How to Take Smart Notes - Sonke Ahrens (2017)
| visual-book-notes, writing, pkm, productivity, learningI want to get better at making sense of things and sharing what I'm learning. Nudged by Chris Maiorana's post on Second Brain, Second Nature, I borrowed How to Take Smart Notes by Sönke Ahrens (2017). Here are my notes.
Text from sketch
How to Take Smart Notes - Sönke Ahrens. 2017 - sketched by Sacha Chua 2024-10-26-01
- Niklas Luhmann: everything - writing; slipbox, Zettelkasten
- Instead of: brainstorm (blank paper), then research (wrong topic? wrong understanding?), then write
- Try a loop of:
- Read with a pen in hand: short notes, your own understanding
- Refine and connect your notes: elaborate.
- Notice clusters
- Develop into topics, write about them
- reading ⇒ thinking ⇒writing
- Types of notes
- Fleeting: try to review within a day
- Permanent: complete sentences, makes sense at a glance
- Literature: short; use own words
- Project: can be archived after
- Work on multiple projects so you can switch between them and they can feed each other.
- Things to think about.
- Why is this interesting?
- Why is this relevant?
- How does this relate to other things?
- What's not mentioned?
- Numbering, physical references: let ideas mingle
- 22, 22a, 22a1, 22b, 23, …
- Retrieval cues
- Saving cut pieces = easier editing
- Verbund: by-products = resources
- Writing → break it up!
- reading, understanding, reflecting, getting ideas, connecting, distinguishing, rewording, structuring, organizing, editing, rewriting
- Positive feedback loop: reading with pen, writing permanent notes, writing arguments…
The book goes into detail about Niklas Luhmann's Zettelkasten or slipbox system. Lots of people have written about Zettelkasten and various implementations. There's even a whole micro-industry around Notion templates. So I won't spend a lot of time right now describing what it is or what the key aspects are. I can focus instead on what that means to me and what I want to do with it.
Writing
By doing everything with the clear purpose of writing about it, you will do what you do deliberately.
I like chapter 5's focus on keeping writing in mind. I want to push most things towards writing and drawing (posts, code, whatever; public as much as possible) because it's a good way for me to remember and to learn from others. It's a reminder to not try speeding through my to-do list; it's good to slow down and write about stuff.

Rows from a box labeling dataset
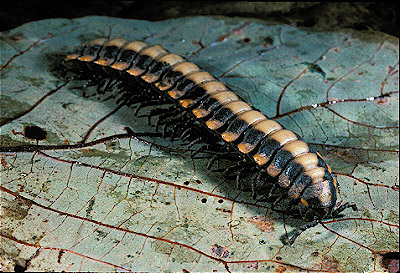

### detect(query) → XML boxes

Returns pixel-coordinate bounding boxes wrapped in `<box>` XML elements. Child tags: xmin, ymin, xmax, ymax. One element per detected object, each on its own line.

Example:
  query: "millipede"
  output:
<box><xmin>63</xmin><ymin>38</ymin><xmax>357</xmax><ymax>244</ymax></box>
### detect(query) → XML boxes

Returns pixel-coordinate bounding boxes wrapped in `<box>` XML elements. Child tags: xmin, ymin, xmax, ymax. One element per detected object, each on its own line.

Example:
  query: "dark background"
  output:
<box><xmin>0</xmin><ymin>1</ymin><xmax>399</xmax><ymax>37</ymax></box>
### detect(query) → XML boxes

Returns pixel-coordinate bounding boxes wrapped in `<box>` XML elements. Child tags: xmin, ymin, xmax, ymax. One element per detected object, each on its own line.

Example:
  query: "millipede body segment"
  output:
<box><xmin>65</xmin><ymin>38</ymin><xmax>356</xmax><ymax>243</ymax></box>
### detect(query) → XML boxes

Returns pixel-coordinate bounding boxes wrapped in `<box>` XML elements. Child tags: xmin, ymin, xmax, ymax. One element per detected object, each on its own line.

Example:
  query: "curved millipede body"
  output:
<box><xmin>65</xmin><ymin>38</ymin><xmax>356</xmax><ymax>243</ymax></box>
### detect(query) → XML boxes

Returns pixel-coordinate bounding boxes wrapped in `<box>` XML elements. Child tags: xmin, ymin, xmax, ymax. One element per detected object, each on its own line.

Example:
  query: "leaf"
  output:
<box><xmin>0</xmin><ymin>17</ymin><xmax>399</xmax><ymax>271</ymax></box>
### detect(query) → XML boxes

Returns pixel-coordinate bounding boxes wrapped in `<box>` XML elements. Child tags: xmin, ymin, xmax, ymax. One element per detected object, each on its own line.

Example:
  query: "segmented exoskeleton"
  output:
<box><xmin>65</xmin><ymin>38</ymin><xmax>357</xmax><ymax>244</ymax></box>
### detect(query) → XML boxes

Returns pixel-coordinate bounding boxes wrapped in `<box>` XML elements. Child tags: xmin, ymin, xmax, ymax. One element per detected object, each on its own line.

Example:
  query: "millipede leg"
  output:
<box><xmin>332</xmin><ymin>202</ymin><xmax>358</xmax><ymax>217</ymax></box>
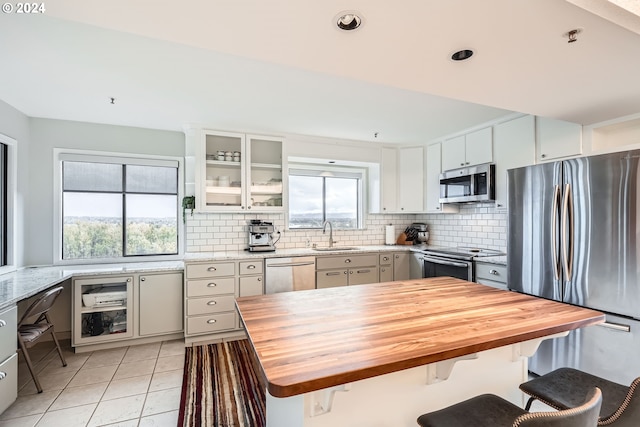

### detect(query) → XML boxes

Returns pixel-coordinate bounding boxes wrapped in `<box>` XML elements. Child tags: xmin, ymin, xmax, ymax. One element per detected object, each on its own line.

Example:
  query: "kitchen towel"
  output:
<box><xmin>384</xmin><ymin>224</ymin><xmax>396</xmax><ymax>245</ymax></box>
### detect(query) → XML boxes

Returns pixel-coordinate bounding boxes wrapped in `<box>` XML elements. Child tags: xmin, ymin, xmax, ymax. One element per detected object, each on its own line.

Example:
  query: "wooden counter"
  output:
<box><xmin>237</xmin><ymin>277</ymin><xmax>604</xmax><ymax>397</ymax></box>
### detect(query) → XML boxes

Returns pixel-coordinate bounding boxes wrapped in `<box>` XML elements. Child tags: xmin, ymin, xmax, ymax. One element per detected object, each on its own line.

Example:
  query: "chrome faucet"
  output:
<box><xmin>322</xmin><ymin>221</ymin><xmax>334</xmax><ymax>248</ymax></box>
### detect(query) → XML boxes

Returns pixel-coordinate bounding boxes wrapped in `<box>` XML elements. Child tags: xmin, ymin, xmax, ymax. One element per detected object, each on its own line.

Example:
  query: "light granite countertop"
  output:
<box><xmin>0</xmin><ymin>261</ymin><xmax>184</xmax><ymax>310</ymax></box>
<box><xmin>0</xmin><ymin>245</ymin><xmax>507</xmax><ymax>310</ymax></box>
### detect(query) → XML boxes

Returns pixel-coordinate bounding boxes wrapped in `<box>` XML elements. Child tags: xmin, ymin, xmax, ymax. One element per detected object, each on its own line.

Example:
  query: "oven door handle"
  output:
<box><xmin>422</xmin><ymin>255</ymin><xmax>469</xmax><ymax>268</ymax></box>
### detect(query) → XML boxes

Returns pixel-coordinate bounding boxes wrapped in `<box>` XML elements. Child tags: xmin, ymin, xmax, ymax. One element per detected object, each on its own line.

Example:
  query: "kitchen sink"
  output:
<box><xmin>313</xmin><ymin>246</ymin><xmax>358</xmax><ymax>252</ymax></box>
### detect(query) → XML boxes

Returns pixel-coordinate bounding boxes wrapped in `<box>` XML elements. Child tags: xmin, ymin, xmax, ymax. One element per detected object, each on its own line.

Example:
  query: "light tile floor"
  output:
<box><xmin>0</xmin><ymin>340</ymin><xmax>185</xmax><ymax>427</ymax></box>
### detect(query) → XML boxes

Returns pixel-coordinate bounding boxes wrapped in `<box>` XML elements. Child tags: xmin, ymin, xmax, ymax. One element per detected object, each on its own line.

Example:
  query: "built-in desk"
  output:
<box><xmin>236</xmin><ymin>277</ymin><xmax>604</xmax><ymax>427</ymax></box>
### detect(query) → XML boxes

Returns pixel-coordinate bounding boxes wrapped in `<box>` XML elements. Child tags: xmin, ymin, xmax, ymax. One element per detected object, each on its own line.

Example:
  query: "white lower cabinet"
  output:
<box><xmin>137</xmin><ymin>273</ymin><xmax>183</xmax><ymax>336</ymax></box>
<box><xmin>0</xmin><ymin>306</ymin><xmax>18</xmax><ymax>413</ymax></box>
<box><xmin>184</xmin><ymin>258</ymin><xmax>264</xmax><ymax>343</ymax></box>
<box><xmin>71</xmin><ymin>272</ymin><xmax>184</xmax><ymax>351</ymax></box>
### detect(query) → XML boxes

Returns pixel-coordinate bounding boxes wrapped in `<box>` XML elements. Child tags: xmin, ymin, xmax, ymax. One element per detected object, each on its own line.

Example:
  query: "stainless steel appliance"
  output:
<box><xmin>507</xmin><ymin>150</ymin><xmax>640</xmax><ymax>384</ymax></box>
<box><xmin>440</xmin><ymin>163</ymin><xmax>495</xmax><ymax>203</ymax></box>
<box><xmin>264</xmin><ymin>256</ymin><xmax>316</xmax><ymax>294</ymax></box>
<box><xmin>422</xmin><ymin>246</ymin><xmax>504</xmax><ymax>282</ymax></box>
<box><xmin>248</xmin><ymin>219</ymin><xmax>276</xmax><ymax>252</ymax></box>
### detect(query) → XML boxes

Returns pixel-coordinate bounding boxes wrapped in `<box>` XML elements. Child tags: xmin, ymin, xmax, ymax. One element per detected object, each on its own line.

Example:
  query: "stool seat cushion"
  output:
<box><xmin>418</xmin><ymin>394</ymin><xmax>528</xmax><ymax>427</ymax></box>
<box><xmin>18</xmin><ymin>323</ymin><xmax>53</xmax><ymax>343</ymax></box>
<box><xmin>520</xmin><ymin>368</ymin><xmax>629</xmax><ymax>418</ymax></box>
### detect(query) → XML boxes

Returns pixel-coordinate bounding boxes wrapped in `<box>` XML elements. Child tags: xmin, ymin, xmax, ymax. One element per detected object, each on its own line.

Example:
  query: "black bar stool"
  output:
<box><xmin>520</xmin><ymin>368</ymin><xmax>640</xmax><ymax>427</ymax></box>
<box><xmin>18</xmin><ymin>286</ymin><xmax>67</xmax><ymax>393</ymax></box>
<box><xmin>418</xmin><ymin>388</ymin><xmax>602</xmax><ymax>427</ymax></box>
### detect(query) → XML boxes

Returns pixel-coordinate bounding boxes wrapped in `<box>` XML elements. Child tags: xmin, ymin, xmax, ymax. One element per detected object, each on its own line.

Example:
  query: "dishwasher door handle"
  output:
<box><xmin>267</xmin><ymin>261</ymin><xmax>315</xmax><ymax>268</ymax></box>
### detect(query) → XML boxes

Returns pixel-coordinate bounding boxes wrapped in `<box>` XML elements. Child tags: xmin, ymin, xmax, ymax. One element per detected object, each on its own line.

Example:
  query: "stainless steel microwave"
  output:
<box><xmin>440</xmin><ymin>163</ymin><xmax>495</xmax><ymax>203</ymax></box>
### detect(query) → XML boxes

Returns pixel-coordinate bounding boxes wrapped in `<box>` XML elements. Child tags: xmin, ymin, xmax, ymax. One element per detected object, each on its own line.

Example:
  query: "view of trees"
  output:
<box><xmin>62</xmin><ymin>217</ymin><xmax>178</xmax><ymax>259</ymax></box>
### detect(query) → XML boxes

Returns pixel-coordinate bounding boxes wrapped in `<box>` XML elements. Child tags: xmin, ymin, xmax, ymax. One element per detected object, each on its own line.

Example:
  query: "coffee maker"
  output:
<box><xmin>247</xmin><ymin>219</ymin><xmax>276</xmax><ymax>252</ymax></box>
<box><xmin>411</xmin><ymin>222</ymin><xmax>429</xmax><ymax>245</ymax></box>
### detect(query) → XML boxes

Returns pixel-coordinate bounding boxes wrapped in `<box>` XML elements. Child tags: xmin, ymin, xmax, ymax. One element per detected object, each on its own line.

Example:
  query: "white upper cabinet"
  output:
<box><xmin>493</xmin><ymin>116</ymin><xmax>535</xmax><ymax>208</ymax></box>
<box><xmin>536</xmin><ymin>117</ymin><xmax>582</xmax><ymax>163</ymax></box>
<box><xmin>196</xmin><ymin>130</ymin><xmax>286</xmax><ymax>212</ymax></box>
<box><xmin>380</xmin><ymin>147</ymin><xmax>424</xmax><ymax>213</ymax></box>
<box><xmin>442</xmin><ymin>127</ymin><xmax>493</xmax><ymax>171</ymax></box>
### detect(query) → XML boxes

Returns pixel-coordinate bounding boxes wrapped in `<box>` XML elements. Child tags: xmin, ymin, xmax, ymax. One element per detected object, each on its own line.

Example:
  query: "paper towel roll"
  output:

--

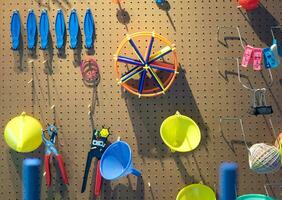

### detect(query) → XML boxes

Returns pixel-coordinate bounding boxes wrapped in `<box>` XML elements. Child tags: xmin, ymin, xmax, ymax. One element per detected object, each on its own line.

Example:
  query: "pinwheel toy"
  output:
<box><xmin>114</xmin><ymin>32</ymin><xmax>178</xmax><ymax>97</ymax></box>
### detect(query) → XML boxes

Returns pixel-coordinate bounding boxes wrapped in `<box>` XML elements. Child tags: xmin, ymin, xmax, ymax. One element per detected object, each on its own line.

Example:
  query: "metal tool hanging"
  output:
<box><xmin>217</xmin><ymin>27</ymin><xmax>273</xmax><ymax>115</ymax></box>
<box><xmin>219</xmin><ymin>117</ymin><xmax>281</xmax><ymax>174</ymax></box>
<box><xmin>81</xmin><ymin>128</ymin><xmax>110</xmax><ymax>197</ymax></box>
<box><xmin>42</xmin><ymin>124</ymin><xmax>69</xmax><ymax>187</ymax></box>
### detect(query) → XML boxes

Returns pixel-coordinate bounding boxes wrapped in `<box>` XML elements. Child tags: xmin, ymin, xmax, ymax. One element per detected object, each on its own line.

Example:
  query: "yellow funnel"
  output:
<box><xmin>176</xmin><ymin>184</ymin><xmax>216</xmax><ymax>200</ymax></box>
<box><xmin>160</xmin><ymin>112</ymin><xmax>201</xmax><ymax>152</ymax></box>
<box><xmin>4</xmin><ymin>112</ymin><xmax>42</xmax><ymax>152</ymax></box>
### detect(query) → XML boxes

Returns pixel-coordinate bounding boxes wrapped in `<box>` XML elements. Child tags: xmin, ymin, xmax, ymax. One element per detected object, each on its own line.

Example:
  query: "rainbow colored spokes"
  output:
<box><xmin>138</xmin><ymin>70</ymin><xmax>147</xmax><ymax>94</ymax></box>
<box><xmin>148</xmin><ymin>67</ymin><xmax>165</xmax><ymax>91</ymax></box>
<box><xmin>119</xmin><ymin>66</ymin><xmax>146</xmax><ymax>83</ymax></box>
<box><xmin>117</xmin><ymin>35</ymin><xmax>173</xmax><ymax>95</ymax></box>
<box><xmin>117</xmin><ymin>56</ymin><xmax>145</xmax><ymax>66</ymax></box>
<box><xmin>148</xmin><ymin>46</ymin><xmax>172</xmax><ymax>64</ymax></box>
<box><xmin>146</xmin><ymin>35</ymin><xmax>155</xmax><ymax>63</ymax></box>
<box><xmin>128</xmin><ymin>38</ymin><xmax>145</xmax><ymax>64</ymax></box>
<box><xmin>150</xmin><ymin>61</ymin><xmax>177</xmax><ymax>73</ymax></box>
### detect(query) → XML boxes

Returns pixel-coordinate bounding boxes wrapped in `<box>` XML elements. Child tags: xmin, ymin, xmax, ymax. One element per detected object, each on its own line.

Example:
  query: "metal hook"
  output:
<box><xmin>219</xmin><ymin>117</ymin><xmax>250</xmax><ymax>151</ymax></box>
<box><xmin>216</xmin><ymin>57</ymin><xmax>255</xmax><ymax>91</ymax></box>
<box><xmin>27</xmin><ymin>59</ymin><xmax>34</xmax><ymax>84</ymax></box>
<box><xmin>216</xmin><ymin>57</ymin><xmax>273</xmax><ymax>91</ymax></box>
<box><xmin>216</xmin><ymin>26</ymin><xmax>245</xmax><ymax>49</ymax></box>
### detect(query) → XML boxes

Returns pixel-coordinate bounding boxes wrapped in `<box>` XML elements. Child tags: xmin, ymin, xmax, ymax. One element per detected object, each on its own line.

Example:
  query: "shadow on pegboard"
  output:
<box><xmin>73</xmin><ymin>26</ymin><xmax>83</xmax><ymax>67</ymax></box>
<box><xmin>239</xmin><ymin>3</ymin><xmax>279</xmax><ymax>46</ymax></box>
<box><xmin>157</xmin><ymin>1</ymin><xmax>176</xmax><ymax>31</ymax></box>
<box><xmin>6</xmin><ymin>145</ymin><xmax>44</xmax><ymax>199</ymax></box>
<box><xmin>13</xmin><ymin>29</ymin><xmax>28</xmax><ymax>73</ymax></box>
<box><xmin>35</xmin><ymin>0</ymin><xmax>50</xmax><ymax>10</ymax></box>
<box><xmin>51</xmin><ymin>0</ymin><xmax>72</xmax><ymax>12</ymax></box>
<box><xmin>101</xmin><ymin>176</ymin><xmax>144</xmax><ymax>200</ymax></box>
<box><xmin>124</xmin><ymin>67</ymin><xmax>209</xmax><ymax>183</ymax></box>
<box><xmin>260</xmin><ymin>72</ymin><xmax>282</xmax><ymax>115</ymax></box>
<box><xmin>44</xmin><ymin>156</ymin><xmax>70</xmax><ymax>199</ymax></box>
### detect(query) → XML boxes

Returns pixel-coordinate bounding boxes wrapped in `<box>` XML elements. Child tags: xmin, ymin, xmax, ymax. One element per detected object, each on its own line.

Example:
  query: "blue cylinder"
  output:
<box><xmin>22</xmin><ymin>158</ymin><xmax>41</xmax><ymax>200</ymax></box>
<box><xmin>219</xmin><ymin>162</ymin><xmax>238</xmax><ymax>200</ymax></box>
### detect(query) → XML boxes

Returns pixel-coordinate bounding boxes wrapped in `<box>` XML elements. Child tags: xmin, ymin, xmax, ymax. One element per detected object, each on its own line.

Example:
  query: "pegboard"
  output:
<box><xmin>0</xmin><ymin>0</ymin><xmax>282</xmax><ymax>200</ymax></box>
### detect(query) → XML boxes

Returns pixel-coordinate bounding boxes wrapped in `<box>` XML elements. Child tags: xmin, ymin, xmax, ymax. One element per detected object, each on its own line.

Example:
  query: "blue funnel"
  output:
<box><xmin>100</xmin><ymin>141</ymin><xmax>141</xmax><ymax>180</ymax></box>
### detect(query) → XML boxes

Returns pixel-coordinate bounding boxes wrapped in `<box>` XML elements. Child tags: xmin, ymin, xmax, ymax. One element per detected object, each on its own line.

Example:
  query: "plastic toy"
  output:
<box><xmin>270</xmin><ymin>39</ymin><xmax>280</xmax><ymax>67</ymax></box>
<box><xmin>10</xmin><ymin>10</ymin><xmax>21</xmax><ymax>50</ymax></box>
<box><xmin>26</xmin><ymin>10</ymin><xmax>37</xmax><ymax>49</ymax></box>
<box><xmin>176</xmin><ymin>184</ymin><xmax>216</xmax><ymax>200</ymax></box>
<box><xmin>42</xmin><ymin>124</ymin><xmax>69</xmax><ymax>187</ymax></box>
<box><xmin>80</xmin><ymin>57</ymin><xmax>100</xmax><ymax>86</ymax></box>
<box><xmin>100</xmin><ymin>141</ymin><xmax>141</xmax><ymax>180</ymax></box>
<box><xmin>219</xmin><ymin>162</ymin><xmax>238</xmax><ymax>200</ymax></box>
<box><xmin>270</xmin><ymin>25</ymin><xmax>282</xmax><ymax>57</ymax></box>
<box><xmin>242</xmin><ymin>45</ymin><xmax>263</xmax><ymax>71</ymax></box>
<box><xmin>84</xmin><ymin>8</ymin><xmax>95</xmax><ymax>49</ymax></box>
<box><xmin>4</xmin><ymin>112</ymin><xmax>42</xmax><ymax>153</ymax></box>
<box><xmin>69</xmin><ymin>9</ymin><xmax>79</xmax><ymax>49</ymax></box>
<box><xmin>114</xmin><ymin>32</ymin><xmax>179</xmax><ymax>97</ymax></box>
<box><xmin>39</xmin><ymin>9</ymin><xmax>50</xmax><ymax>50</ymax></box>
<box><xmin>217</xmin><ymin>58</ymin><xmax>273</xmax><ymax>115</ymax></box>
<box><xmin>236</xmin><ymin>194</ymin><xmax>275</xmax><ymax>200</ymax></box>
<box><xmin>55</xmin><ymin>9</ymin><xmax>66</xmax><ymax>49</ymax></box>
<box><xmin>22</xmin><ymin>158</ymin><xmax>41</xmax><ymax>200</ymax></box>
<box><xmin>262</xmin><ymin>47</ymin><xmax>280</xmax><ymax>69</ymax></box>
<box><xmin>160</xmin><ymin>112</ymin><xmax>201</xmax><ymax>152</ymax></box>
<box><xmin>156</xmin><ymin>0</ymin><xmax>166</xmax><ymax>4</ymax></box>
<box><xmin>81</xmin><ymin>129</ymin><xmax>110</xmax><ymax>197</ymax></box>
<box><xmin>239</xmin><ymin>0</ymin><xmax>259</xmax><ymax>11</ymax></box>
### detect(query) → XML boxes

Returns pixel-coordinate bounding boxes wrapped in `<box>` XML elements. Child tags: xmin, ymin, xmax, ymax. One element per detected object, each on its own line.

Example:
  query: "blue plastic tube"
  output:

--

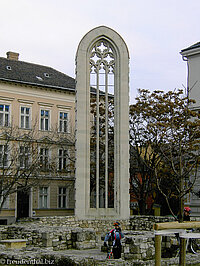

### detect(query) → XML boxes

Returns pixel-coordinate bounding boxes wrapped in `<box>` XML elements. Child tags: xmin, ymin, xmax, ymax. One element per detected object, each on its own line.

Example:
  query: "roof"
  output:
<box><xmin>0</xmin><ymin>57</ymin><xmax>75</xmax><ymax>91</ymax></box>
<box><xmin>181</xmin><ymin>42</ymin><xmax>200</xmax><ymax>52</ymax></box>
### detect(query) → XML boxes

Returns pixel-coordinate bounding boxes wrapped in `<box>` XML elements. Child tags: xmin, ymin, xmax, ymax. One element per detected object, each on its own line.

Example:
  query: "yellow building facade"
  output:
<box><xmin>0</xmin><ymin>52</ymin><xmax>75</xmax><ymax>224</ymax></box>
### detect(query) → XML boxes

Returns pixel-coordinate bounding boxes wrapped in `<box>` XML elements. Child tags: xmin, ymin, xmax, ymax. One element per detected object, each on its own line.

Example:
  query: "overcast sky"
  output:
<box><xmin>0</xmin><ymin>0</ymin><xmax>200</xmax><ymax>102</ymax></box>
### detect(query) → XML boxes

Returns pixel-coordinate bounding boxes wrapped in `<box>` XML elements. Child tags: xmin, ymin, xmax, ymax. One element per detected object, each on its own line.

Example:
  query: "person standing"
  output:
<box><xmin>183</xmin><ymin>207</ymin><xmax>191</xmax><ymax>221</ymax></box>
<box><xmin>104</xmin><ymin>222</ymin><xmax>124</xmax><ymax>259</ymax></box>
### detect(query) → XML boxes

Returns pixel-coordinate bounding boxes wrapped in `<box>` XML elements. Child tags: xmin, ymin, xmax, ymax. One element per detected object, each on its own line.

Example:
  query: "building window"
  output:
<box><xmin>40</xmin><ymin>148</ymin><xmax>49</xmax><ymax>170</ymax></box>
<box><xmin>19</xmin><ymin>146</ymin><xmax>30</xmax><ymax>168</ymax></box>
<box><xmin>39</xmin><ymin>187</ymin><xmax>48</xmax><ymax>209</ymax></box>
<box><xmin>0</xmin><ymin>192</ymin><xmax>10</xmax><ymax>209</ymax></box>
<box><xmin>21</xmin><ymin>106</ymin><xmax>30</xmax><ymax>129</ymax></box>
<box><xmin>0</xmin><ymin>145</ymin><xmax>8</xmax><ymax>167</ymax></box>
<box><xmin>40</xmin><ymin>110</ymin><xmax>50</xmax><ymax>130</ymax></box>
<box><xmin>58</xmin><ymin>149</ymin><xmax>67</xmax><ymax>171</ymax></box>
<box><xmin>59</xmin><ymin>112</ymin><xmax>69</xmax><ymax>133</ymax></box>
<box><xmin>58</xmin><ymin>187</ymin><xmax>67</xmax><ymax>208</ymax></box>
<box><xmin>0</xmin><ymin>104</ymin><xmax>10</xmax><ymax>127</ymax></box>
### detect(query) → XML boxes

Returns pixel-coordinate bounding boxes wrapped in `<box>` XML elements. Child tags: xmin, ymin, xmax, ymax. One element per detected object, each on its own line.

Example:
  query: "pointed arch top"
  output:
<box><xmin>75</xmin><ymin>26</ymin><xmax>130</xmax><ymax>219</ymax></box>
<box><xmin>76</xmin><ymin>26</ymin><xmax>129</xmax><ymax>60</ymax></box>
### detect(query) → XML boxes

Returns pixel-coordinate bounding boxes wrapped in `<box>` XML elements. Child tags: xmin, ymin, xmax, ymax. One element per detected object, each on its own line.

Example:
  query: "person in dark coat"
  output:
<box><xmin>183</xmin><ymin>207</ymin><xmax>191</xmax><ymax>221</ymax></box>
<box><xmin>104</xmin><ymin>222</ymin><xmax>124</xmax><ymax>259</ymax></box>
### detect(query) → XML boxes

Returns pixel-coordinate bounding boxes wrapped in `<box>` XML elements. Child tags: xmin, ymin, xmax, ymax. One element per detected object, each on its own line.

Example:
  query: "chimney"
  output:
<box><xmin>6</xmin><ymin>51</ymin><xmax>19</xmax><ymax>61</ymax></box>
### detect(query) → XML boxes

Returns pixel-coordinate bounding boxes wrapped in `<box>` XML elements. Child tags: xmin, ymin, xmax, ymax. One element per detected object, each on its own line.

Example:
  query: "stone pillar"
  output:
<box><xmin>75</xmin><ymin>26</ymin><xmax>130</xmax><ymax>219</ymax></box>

**Instructions**
- A) Reproduce the part of the note-taking post that runs from "- Things to" up to and including "break it up!", word for word.
- B) In the note-taking post, how soon should fleeting notes be reviewed?
- C) List every type of note named in the note-taking post.

**Task-by-task answers**
- A)
- Things to think about.
- Why is this interesting?
- Why is this relevant?
- How does this relate to other things?
- What's not mentioned?
- Numbering, physical references: let ideas mingle
- 22, 22a, 22a1, 22b, 23, …
- Retrieval cues
- Saving cut pieces = easier editing
- Verbund: by-products = resources
- Writing → break it up!

- B) Within a day.

- C) Fleeting, Permanent, Literature, Project